**KERJAKAN TUGAS BERIKUT**
(a) Tuliskan ulang paragraf yang diawali "Dalam pandangan pesimistik" dari teks tentang keadilan dalam bentuk daftar singkat, tanpa menghilangkan fakta utamanya.
(b) Teruskan teks tentang keadilan mulai dari titik setelah kalimat terakhir yang tercantum.

**PETIKAN TERPILIH**
****************
Mekanisme Adiling Alam Pengadilane Gusti Ora Sare:

JANGAN pernah berharap datangnya ratu adil. Ratu adil itu tak pernah ada, sekalipun dalam kesadaran masyarakat Jawa masa lalu, raja disebut-sebut sebagai kang ngasta bawat pusaraning adil, bang-bang aluming praja. Justru kekuasaan mutlak, sebagaimana yang dimiliki para raja, senantiasa mengundang ketidakadilan demi tegaknya kuasa. Jangan pula berharap ada hukum adil, sebab jika cuma manusia yang menjalankan, ia akan mudah dibelokkan. Hanya pada Kang Mahadil dan mekanisme hukum keadilan alamlah harapan itu pantas ada dan memang semestinya dijaga.

Dalam pandangan pesimistik, barangkali memburu keadilan tak ubahnya menegakkan benang basah. Sebuah upaya yang sia-sia. Namun tidak bagi kalangan optimistik. Keadilan tetap saja harus diburu, diupayakan, dan ditemukan. Sebab, dalam kesadaran religius -Jawa, misalnya- Tuhan senantiasa disebut sebagai Kang Mahaadil. Dari Kang Mahaadil itulah keadilan tetap bakal terpancarkan.

Simaklah salah satu episode termasyhur wiracarita India yang semenjak berabad-abad lalu telah men-Jawa: Baratayuda. Baratayuda tidak dianggap sekadar perang perebutan kekuasaan atas wilayah Astina. Bukan, melainkan lebih dari itu merupakan ajang bagi hukum keadilan menjalankan mekanismenya.
****************
**CUPLIKAN DATA**

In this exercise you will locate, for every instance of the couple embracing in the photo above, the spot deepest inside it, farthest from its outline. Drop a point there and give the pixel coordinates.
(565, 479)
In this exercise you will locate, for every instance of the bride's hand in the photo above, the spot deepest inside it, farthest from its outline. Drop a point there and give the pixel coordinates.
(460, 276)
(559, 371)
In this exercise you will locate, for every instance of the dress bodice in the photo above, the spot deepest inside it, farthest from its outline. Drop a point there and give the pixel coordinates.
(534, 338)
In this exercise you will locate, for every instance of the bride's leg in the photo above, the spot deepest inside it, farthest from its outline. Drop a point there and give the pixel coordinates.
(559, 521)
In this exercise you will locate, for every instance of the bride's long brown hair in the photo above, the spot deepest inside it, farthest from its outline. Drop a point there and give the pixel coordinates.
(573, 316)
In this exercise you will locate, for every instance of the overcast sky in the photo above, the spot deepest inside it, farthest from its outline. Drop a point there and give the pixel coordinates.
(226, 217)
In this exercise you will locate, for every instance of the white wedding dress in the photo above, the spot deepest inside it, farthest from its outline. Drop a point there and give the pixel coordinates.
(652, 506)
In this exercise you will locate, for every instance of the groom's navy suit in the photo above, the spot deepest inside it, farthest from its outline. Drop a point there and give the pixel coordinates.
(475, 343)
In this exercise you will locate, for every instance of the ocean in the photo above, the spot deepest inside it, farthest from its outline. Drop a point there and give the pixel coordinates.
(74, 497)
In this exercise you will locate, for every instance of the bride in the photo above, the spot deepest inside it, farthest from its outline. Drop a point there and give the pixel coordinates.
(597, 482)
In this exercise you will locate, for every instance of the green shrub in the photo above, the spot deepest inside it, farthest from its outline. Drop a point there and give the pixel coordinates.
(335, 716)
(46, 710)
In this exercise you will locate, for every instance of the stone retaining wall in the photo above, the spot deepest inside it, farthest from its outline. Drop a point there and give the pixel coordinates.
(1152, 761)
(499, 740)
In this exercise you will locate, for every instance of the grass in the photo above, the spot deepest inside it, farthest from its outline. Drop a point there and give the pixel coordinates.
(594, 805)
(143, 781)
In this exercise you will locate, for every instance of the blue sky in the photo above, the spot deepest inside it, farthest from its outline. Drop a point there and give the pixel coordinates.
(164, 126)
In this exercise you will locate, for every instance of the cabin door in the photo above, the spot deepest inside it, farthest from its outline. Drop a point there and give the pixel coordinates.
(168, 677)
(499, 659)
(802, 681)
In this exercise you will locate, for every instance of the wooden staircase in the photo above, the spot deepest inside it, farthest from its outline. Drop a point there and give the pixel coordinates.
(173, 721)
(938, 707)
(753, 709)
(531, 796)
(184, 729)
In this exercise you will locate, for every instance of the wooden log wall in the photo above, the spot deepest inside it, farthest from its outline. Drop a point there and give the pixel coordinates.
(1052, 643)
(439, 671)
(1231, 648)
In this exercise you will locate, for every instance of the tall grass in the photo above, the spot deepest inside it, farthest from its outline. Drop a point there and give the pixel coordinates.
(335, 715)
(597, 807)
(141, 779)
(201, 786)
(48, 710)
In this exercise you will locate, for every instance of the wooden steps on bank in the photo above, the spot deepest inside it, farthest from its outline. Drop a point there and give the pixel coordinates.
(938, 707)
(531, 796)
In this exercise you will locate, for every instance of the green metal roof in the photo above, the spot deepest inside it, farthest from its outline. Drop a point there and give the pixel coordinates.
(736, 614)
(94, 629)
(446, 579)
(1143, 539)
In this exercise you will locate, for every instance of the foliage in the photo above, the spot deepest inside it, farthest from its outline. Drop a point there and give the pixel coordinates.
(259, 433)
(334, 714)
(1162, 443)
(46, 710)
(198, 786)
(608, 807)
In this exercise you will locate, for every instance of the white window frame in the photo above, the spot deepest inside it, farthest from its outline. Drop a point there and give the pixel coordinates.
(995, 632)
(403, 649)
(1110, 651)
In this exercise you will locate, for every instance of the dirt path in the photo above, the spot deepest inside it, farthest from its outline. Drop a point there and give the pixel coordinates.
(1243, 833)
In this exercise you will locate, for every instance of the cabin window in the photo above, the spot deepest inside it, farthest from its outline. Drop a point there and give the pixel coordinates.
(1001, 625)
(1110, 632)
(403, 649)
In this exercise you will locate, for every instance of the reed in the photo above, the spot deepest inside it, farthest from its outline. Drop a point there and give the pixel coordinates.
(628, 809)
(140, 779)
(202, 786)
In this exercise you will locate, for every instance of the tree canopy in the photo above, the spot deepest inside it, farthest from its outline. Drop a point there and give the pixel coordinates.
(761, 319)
****************
**JAWABAN LATIHAN**
(a)
- Dalam pandangan pesimistik, memburu keadilan tak ubahnya menegakkan benang basah, sebuah upaya yang sia-sia.
- Kalangan optimistik berpendapat bahwa keadilan tetap harus diburu, diupayakan, dan ditemukan.
- Alasannya, dalam kesadaran religius, misalnya Jawa, Tuhan disebut Kang Mahaadil, dan dari-Nya keadilan tetap bakal terpancarkan.

(b)
Dalam pertempuran antara kubu Pandawa dan Kurawa itulah sesungguhnya berlaku ''sapa nandur ngundhuh'' (siapa menanam akan menuai). Nandur pari ngundhuh wareg, nandur rawe ngundhuh gatel (menanam padai akan menuai kenyang, menanam rawe akan menui rasa gatal). Bagi para tokoh yang terlibat di dalamnya, perbuatan masa silam akan mendapatkan penebusan, bakal terbayarkan, di tengah medan laga. Tak ada yang bisa lari dari janji, punagi, prasapa, ataupun ipat-ipat yang pernah terucap. Semua akan tunduk pada hukum keadilan ''sapa nandur ngundhuh'' tadi.

Karena itu, di medan Kurusetra, ''sapa cidra wahyune sirna''. Kesaktian bukanlah segala-galanya. Kepandaian tidaklah cukup untuk mengatasi semuanya. Sebab, lagi-lagi, hukum keadilanlah yang bicara.

Utopia Keadilan;
Namun dalam realitas faktual, sungguh mengusung hukum keadilan ala Baratayuda bukan hal yang mudah, bahkan terkadang jadi utopia belaka. Tentu masih tetap segar dalam ingatan khalayak, bagaimana benda-benda yang semestinya bisa menjadi barang bukti, termasuk darah, atas pembunuhan seorang wartawan sebuah media di Yogyakarta harus dilarung ke Segara Kidul.

Sungguh itu bukan adegan dalam lakon ketoprak, melainkan fakta yang pernah terungkap dalam persidangan di sebuah lembaga peradilan.

Itukah sebuah refleksi atas kemampatan jalan keadilan yang semestinya bisa diretas atau sebuah keculasan di balik upaya berkelit dari jerat peradilan? Entahlah, namun yang pasti, jalan keadilan yang mestinya selalu lurus-lempang, tak jarang berkelok bahkan kelewat jauh menyimpang.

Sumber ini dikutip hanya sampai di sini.